- _MATERIAL SHOWN_:
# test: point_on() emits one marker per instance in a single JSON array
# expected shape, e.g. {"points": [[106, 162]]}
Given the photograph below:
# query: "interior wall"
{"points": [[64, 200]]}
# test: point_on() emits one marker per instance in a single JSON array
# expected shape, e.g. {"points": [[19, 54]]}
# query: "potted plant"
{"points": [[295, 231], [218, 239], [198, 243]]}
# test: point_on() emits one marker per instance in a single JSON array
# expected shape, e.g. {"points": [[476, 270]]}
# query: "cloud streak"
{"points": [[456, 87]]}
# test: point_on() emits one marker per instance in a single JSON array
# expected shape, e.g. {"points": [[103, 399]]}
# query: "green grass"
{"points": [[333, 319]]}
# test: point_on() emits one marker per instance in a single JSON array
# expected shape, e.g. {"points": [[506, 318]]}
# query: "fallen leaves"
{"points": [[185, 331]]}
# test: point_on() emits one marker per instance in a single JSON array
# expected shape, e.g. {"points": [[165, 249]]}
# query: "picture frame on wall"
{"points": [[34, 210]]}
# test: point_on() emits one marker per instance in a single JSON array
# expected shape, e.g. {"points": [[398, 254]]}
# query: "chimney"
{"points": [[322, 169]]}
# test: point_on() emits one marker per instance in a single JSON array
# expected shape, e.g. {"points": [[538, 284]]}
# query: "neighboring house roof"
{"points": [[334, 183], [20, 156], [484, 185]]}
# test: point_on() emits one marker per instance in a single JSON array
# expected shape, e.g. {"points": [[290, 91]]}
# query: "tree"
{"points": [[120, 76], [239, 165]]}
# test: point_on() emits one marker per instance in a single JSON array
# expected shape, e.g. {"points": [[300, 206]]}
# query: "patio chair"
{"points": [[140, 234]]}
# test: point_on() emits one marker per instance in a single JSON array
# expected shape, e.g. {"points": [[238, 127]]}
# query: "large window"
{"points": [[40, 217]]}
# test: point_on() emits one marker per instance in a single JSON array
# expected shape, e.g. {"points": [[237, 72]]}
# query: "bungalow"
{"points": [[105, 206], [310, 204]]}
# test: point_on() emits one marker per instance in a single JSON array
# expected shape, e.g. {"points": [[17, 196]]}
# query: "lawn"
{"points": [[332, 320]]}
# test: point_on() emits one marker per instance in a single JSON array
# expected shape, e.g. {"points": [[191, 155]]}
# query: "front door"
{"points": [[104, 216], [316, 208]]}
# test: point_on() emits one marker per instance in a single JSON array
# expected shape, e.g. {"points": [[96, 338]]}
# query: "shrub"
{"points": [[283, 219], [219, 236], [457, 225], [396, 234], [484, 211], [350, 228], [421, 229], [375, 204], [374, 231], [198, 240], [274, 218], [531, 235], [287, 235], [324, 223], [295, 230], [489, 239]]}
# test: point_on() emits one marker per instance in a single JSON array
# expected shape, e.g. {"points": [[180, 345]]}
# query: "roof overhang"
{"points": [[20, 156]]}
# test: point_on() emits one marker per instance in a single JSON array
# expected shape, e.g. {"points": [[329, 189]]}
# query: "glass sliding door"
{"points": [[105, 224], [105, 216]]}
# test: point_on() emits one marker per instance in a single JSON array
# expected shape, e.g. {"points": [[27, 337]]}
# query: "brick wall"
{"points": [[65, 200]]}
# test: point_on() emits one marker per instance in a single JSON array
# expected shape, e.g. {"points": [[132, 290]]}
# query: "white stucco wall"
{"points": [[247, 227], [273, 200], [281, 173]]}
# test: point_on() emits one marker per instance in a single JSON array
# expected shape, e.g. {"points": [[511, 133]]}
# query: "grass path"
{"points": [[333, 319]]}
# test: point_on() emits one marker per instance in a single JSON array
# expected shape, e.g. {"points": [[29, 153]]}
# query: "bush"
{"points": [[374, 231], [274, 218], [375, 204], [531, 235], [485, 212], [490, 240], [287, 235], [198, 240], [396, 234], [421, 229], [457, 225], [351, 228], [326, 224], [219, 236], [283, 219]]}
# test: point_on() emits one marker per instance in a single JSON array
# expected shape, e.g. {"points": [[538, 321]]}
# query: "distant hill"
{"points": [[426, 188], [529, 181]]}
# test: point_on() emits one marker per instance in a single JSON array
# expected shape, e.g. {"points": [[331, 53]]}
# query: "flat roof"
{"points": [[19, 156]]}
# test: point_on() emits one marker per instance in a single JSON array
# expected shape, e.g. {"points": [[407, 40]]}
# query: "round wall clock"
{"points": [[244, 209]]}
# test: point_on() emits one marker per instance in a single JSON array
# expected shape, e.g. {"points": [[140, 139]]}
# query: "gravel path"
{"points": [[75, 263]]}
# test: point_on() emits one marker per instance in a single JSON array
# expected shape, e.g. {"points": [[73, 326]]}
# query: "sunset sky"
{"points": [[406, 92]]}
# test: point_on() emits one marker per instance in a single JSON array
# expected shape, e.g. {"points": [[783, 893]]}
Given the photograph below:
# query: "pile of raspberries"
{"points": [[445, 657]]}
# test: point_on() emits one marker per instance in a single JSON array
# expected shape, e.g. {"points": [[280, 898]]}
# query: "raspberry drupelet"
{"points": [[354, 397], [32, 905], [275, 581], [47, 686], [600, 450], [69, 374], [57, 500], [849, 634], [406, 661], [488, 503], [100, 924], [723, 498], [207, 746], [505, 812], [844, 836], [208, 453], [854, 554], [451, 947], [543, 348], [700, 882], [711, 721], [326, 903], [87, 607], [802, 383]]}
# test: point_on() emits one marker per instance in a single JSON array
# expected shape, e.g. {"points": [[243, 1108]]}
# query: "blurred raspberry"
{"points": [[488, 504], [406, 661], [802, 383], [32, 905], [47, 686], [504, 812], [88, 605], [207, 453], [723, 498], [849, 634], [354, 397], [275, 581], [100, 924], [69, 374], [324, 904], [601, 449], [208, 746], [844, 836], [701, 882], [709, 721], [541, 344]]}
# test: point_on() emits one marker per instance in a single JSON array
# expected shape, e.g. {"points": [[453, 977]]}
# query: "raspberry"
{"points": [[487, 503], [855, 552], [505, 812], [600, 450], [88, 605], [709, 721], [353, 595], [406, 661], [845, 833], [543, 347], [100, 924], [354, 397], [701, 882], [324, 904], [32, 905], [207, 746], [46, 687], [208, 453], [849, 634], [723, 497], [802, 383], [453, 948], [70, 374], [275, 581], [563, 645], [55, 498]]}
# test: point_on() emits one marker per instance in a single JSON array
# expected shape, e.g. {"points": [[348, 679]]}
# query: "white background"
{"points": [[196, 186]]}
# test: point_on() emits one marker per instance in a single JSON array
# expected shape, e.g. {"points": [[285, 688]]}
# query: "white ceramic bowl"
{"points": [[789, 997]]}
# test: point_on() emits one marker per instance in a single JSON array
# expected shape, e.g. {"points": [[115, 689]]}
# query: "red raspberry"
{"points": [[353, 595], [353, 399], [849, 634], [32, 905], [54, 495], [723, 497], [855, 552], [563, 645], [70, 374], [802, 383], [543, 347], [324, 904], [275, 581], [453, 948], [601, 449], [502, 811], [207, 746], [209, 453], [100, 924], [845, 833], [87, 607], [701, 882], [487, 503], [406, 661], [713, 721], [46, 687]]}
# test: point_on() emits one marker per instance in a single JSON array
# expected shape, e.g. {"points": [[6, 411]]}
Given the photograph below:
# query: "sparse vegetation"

- _WRITTEN REQUEST_: Every line above needs to be retyped exactly.

- _CORRECT ANSWER_:
# test: point_on() emits one marker per instance in a single JSON array
# expected shape, e.g. {"points": [[106, 162]]}
Given the photograph below:
# query: "interior wall"
{"points": [[64, 200]]}
# test: point_on() emits one marker per instance in a single JSON array
# expected shape, e.g. {"points": [[19, 54]]}
# query: "potted plant"
{"points": [[295, 231], [218, 239], [198, 243]]}
# test: point_on() emits one marker per instance in a single JSON array
# expected shape, e.g. {"points": [[476, 270]]}
# query: "cloud streak"
{"points": [[456, 87]]}
# test: point_on() emits one marker per instance in a single JSON array
# expected shape, e.g. {"points": [[103, 399]]}
# query: "green grass"
{"points": [[333, 319]]}
# test: point_on() emits one marker per instance in a single JSON array
# expected shape, e.g. {"points": [[506, 318]]}
# query: "fallen leaves"
{"points": [[185, 331]]}
# test: point_on() emits one marker per instance in a single JSON array
# expected shape, e.g. {"points": [[165, 249]]}
# query: "picture frame on wall"
{"points": [[34, 210]]}
# test: point_on() emits one marker per instance in a single JSON array
# expected shape, e.g. {"points": [[398, 254]]}
# query: "chimney"
{"points": [[322, 169]]}
# test: point_on() emits one marker per instance in a single JSON array
# expected shape, e.g. {"points": [[538, 284]]}
# query: "neighboring house roof"
{"points": [[334, 183], [20, 156], [484, 185]]}
# test: point_on() emits one marker per instance in a single JSON array
# expected shape, e.g. {"points": [[290, 91]]}
# query: "tree"
{"points": [[120, 76], [239, 165]]}
# test: point_on() emits one marker per instance in a single JSON array
# expected shape, e.g. {"points": [[300, 206]]}
# query: "patio chair"
{"points": [[140, 234]]}
# test: point_on() emits one marker per instance in a single JSON array
# expected shape, e.g. {"points": [[238, 127]]}
# query: "large window"
{"points": [[40, 217]]}
# test: point_on() emits one marker per instance in a single JSON array
# expected shape, e.g. {"points": [[237, 72]]}
# query: "bungalow"
{"points": [[105, 206], [310, 204]]}
# test: point_on() emits one marker per instance in a single JSON array
# expected shape, e.g. {"points": [[17, 196]]}
# query: "lawn"
{"points": [[332, 320]]}
# test: point_on() emits one marker per instance in a single JSON array
# expected shape, e.g. {"points": [[191, 155]]}
# query: "front door"
{"points": [[104, 216], [316, 208]]}
# test: point_on() emits one marker per instance in a single JSON array
# expected shape, e.g. {"points": [[96, 338]]}
# query: "shrub"
{"points": [[283, 219], [219, 236], [457, 225], [396, 234], [484, 211], [350, 228], [421, 229], [375, 204], [374, 231], [198, 240], [274, 218], [531, 235], [287, 235], [324, 223], [295, 230], [489, 239]]}
# test: point_on() emits one marker per instance in a single JSON array
# expected shape, e.g. {"points": [[180, 345]]}
# query: "roof overhang"
{"points": [[20, 156]]}
# test: point_on() emits one marker per instance in a single JSON array
# expected shape, e.g. {"points": [[329, 189]]}
# query: "glass sliding door"
{"points": [[105, 224], [105, 216]]}
# test: point_on() emits one marker per instance in a single JSON array
# expected shape, e.g. {"points": [[27, 337]]}
# query: "brick wall"
{"points": [[65, 200]]}
# test: point_on() emits one marker per instance in a single JSON array
# expected shape, e.g. {"points": [[132, 290]]}
# query: "white stucco wall"
{"points": [[247, 227], [273, 200], [281, 173]]}
# test: point_on() emits one marker per instance in a single JSON array
# expected shape, e.g. {"points": [[511, 133]]}
# query: "grass path"
{"points": [[333, 319]]}
# test: point_on() emits one marker per instance in a single JSON array
# expected shape, e.g. {"points": [[29, 153]]}
# query: "bush"
{"points": [[374, 231], [274, 218], [375, 204], [531, 235], [485, 212], [490, 240], [287, 235], [198, 240], [396, 234], [421, 229], [457, 225], [351, 228], [326, 224], [219, 236], [283, 219]]}
# test: point_on() emits one marker per instance in a single JSON array
# expected shape, e.g. {"points": [[538, 321]]}
# query: "distant hill"
{"points": [[426, 188], [529, 181]]}
# test: point_on() emits one marker per instance in a single JSON array
# expected shape, e.g. {"points": [[331, 53]]}
# query: "flat roof"
{"points": [[19, 156]]}
# test: point_on() emits one marker per instance in a single JSON array
# expected shape, e.g. {"points": [[407, 40]]}
# query: "round wall clock"
{"points": [[244, 209]]}
# test: point_on() emits one marker per instance in a single JSON array
# expected shape, e.g. {"points": [[140, 139]]}
# query: "gravel path"
{"points": [[75, 263]]}
# test: point_on() emits one marker per instance in a single JSON array
# expected shape, e.g. {"points": [[73, 326]]}
# query: "sunset sky"
{"points": [[406, 92]]}
# test: point_on() emits one marker per instance in a single JSON array
# expected shape, e.g. {"points": [[783, 893]]}
Given the photograph below:
# query: "pile of raspberries"
{"points": [[445, 657]]}
# test: point_on() emits one marker per instance in a single JSON array
# expected shape, e.g. {"points": [[280, 898]]}
# query: "raspberry drupelet"
{"points": [[354, 397], [32, 905], [275, 581], [47, 686], [600, 450], [69, 374], [57, 500], [849, 634], [406, 661], [488, 503], [100, 924], [723, 498], [207, 746], [505, 812], [844, 836], [208, 453], [854, 554], [451, 947], [543, 348], [700, 882], [711, 721], [326, 903], [87, 607], [802, 383]]}
# test: point_on() emits one marker per instance in a single JSON array
# expected shape, e.g. {"points": [[243, 1108]]}
# query: "blurred raspberry"
{"points": [[488, 504], [406, 661], [802, 383], [32, 905], [47, 686], [504, 812], [88, 605], [207, 453], [723, 498], [849, 634], [354, 397], [275, 581], [100, 924], [69, 374], [324, 904], [601, 449], [208, 746], [844, 836], [701, 882], [709, 721], [541, 344]]}
# test: point_on() emits one marker per instance in a single JSON array
# expected shape, e.g. {"points": [[453, 977]]}
# query: "raspberry"
{"points": [[487, 503], [855, 552], [505, 812], [600, 450], [88, 605], [709, 721], [353, 595], [406, 661], [845, 833], [543, 347], [100, 924], [354, 397], [701, 882], [324, 904], [32, 905], [207, 746], [46, 687], [208, 453], [849, 634], [723, 497], [802, 383], [453, 948], [70, 374], [275, 581], [563, 645], [55, 498]]}
# test: point_on() emits one marker per instance in a single JSON array
# expected shape, e.g. {"points": [[348, 679]]}
# query: "white background"
{"points": [[196, 186]]}
# test: point_on() emits one marker per instance in a single JSON array
# expected shape, e.g. {"points": [[285, 688]]}
# query: "white ceramic bowl"
{"points": [[789, 997]]}
# test: point_on() emits one marker per instance in a single JSON array
# expected shape, e.g. {"points": [[115, 689]]}
# query: "red raspberry"
{"points": [[353, 595], [353, 399], [849, 634], [32, 905], [54, 495], [723, 497], [855, 552], [563, 645], [70, 374], [802, 383], [543, 347], [324, 904], [275, 581], [453, 948], [601, 449], [502, 811], [207, 746], [209, 453], [100, 924], [845, 833], [87, 607], [701, 882], [487, 503], [406, 661], [713, 721], [46, 687]]}
# test: point_on() emits one marker per instance in a single JSON array
# expected shape, e.g. {"points": [[6, 411]]}
Given the photograph below:
# query: "sparse vegetation"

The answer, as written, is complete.